指示 A: 以下のエントリから、「woman」という語を含む行をすべて選び、そのまま書き写すこと。大文字と小文字は区別する。

読む抜粋:
問題

Programming Problems and Competitions :: HackerRank
Chessboard Game(Game Theory (HackerRank) : A Chessboard Game - 4bitにっき)の駒がk個(k <= 10^3)になったバージョン。

解法

上に貼った問題(Chessboard Game)の時もGrundy数を求めて殴ったので、同じように各駒のGrundy数を求めてXORを取る。(Grundy数のゲームの分割についての性質(Game Theory (HackerRank) : Tower Breakers, Again! - 4bitにっき)を使う)

実装

#include <bits/stdc++.h>
using namespace std;

#define int long long

const int MAX_K = 1000, MAX_X = 15, MAX_Y = 15;;

const int dx[4] = { -2, -2, 1, -1 }, dy[4] = { 1, -1, -2, -2 };

int T, K, X[MAX_K], Y[MAX_K];
int memo[MAX_X][MAX_Y];

int Grundy(int x, int y)
{
	if (memo[x][y] != -1) return memo[x][y];
	bool exists[30] = {};
	for (int i = 0; i < 4; i++)
	{
		int nx = x + dx[i], ny = y + dy[i];
		if (nx < 0 || MAX_X <= nx || ny < 0 || MAX_Y <= ny) continue;
		exists[Grundy(nx, ny)] = true;
	}
	int res = 0;
	while (exists[res]) res++;
	return memo[x][y] = res;
}

signed main()
{
	fill((int*)memo, (int*)memo + MAX_X*MAX_Y, -1);
	cin >> T;
	for (int tc = 0; tc < T; tc++)
	{
		cin >> K;
		int x = 0;
		for (int i = 0; i < K; i++)
		{
			cin >> X[i] >> Y[i]; X[i]--; Y[i]--;
			x ^= Grundy(X[i], Y[i]);
		}
		puts(x ? "First" : "Second");
	}
	return 0;
}

データの行:
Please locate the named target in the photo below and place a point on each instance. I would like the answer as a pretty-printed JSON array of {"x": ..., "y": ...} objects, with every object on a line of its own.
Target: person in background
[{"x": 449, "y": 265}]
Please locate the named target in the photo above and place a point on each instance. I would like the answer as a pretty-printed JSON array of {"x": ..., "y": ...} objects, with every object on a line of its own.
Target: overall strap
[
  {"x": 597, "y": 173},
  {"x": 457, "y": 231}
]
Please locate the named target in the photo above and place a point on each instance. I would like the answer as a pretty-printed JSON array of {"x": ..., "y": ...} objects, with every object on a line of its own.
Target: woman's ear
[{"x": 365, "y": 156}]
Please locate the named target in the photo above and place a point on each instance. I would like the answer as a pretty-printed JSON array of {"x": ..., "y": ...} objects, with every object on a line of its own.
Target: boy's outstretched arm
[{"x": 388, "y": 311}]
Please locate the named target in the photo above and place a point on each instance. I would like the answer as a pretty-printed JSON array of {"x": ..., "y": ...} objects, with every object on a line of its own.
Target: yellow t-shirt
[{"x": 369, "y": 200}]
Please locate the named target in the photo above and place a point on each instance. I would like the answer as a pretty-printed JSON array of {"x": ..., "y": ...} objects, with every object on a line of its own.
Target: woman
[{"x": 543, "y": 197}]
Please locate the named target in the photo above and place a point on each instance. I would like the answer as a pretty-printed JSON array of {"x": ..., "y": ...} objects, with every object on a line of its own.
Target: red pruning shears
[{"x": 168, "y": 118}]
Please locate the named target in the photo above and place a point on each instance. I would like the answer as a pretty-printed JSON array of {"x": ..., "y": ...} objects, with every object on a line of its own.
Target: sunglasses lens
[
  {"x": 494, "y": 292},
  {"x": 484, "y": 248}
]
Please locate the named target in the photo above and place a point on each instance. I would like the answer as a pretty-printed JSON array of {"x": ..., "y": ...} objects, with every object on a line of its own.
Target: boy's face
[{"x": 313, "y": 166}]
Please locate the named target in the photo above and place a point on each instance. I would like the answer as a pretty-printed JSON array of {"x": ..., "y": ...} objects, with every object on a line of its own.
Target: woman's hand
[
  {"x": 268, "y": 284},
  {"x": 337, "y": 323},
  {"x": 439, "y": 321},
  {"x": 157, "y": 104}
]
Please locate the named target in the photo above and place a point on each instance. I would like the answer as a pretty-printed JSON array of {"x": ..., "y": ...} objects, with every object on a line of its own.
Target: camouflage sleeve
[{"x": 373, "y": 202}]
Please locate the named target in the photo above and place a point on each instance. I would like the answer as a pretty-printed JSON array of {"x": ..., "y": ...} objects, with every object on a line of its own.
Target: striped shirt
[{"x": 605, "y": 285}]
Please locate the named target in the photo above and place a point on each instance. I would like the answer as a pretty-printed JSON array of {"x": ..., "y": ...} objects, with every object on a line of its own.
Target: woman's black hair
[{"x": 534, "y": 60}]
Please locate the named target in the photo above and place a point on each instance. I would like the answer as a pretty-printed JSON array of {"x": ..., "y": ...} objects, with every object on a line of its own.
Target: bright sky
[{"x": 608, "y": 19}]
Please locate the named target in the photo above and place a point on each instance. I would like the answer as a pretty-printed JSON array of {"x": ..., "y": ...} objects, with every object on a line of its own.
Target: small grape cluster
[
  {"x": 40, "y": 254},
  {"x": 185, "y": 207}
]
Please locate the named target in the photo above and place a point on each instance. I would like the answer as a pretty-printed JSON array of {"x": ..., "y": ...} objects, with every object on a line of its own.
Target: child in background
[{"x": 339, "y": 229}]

指示 B:
上の抜粋について、次の問いに答えよ。
(i) 駒の個数kの上限はいくつか。
(ii) 各駒のGrundy数はどのような演算でまとめられるか。
(iii) XORの結果が0でないとき、プログラムは何という文字列を出力するか。

回答 A:
Target: woman's ear
Target: woman
Target: woman's hand
Target: woman's black hair

回答 B:
(i) 10^3（1000）
(ii) XOR
(iii) First